AIM OF THE EXERCISE:
Copy out only the lines between the one holding "In this exercise you will indicate the standing" and the one holding "point(241, 193)", inclusive, requests and all, and raise every coordinate in the answer points by 86.

[Lines pointing to labeled objects]

/---

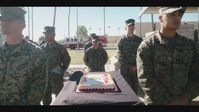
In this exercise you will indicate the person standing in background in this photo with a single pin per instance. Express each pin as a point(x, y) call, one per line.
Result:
point(58, 61)
point(23, 65)
point(89, 43)
point(127, 49)
point(95, 57)
point(167, 63)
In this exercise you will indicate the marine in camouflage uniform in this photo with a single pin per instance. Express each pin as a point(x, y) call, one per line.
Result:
point(127, 48)
point(168, 67)
point(23, 65)
point(89, 43)
point(58, 61)
point(95, 57)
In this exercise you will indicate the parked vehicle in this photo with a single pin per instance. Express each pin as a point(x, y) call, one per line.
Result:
point(102, 39)
point(72, 43)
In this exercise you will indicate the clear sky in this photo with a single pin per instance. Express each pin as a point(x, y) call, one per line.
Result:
point(91, 17)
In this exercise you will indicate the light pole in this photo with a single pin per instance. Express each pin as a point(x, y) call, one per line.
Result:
point(109, 30)
point(77, 29)
point(119, 31)
point(32, 23)
point(90, 30)
point(99, 30)
point(54, 17)
point(69, 23)
point(104, 20)
point(28, 22)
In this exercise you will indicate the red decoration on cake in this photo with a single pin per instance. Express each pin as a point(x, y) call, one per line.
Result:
point(101, 82)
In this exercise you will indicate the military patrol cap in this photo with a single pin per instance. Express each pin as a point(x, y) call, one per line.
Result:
point(12, 13)
point(129, 22)
point(167, 10)
point(48, 29)
point(95, 38)
point(92, 34)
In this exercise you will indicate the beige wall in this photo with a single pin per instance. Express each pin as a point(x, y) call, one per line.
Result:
point(147, 27)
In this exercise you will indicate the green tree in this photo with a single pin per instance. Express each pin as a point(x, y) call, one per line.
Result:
point(41, 38)
point(1, 38)
point(82, 32)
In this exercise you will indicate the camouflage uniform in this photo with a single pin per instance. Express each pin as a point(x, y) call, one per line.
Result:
point(89, 43)
point(58, 61)
point(95, 59)
point(167, 68)
point(127, 48)
point(23, 74)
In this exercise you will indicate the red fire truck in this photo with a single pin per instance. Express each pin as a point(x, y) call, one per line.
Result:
point(72, 43)
point(102, 39)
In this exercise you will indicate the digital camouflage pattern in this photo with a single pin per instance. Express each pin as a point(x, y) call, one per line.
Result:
point(167, 68)
point(127, 48)
point(89, 44)
point(23, 74)
point(95, 59)
point(58, 61)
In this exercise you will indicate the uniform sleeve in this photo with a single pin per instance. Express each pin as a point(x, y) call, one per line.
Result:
point(39, 80)
point(146, 76)
point(192, 89)
point(105, 57)
point(100, 44)
point(66, 59)
point(86, 60)
point(120, 55)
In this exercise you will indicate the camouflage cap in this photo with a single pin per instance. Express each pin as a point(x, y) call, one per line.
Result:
point(129, 22)
point(92, 34)
point(95, 38)
point(12, 13)
point(167, 10)
point(48, 29)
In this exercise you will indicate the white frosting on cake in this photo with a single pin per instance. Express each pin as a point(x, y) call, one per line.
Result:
point(94, 82)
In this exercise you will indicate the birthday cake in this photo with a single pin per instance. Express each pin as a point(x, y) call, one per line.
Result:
point(96, 83)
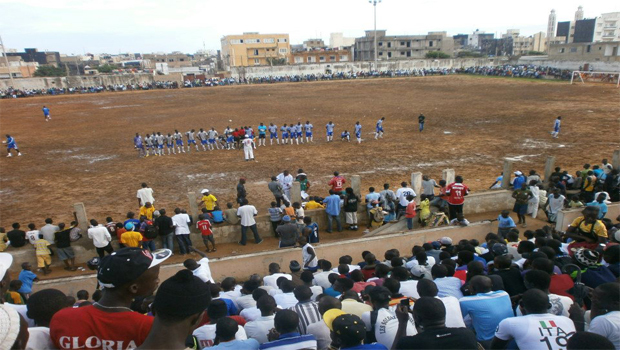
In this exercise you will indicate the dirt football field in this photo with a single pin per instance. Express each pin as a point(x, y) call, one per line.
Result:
point(86, 154)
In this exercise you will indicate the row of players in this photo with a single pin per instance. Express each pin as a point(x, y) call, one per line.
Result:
point(153, 144)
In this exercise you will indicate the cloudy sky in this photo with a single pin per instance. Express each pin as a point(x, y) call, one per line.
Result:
point(113, 26)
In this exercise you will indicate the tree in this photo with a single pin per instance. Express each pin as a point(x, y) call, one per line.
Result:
point(106, 68)
point(49, 71)
point(437, 54)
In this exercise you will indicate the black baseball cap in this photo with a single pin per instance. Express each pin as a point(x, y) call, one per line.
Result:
point(127, 264)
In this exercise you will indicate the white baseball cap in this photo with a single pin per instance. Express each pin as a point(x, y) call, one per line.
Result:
point(6, 260)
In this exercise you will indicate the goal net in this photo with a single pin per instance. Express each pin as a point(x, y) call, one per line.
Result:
point(595, 77)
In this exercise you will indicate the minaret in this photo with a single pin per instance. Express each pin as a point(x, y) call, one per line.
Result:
point(551, 28)
point(579, 14)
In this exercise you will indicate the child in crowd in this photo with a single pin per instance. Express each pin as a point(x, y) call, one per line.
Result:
point(204, 226)
point(505, 223)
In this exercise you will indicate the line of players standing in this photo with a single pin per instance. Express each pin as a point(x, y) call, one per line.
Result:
point(156, 143)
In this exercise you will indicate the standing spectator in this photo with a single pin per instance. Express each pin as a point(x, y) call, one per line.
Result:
point(63, 247)
point(277, 190)
point(101, 238)
point(337, 183)
point(49, 230)
point(230, 214)
point(165, 228)
point(522, 196)
point(455, 193)
point(241, 193)
point(332, 209)
point(181, 223)
point(486, 308)
point(247, 213)
point(17, 237)
point(145, 194)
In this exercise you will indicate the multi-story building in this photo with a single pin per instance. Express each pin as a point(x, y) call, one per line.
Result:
point(254, 49)
point(322, 56)
point(401, 46)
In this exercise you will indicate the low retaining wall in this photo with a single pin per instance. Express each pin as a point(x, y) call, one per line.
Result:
point(242, 266)
point(566, 217)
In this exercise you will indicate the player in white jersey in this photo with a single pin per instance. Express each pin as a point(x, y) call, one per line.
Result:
point(273, 133)
point(330, 131)
point(170, 144)
point(308, 128)
point(358, 132)
point(191, 140)
point(202, 136)
point(248, 146)
point(179, 141)
point(379, 128)
point(212, 135)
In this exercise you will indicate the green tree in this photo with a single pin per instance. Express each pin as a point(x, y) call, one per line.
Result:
point(437, 54)
point(49, 71)
point(106, 68)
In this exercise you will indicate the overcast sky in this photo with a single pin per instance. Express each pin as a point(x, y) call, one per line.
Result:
point(113, 26)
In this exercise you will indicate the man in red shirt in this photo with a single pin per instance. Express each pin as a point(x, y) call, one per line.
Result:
point(110, 323)
point(455, 193)
point(337, 183)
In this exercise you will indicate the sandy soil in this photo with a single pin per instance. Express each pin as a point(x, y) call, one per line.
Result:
point(85, 154)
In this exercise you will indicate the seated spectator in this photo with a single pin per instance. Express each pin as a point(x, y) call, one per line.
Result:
point(179, 305)
point(261, 326)
point(453, 317)
point(485, 308)
point(286, 335)
point(527, 330)
point(129, 273)
point(430, 314)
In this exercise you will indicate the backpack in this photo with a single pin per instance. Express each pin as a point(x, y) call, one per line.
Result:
point(151, 231)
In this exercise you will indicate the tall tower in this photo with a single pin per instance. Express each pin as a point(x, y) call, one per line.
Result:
point(579, 14)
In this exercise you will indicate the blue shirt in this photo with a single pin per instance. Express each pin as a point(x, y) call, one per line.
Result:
point(332, 205)
point(486, 310)
point(505, 222)
point(249, 344)
point(27, 277)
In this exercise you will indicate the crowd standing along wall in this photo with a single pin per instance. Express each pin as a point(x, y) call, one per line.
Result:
point(242, 266)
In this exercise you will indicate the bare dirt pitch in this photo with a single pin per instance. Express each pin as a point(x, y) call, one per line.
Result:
point(85, 154)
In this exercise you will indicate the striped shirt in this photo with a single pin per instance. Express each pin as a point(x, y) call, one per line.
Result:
point(308, 312)
point(291, 341)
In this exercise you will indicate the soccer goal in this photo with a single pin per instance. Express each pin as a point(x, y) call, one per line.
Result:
point(596, 77)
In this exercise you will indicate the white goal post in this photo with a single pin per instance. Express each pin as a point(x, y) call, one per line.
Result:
point(597, 77)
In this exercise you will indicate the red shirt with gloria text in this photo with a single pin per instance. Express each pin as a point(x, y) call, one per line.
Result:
point(456, 193)
point(90, 328)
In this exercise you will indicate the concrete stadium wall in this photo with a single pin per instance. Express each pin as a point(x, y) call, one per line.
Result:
point(77, 81)
point(242, 266)
point(566, 217)
point(302, 69)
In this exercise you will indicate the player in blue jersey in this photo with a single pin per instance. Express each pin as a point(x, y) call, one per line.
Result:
point(379, 128)
point(556, 127)
point(138, 144)
point(358, 132)
point(46, 114)
point(262, 134)
point(330, 131)
point(10, 144)
point(308, 127)
point(284, 129)
point(273, 134)
point(179, 141)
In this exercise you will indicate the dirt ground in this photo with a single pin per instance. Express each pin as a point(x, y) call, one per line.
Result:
point(85, 154)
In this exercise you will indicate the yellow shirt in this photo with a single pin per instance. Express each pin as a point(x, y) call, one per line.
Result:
point(148, 212)
point(40, 246)
point(209, 201)
point(313, 205)
point(131, 239)
point(599, 228)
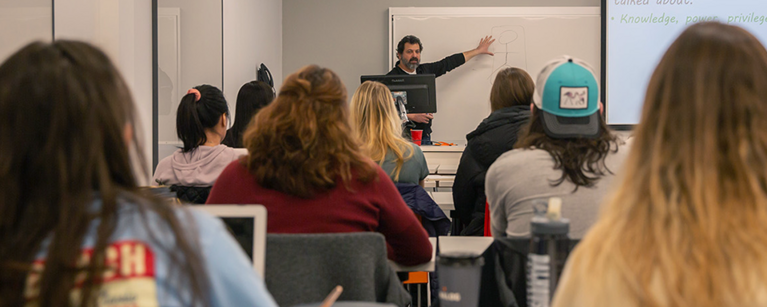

\---

COMPLETE ANSWER:
In this exercise you will indicate the standing spectator in this photo with a single pin per instance. Express each pin as a point(x, y) call, one per line.
Result:
point(149, 333)
point(363, 276)
point(187, 324)
point(423, 269)
point(135, 316)
point(316, 300)
point(251, 314)
point(608, 282)
point(541, 279)
point(327, 279)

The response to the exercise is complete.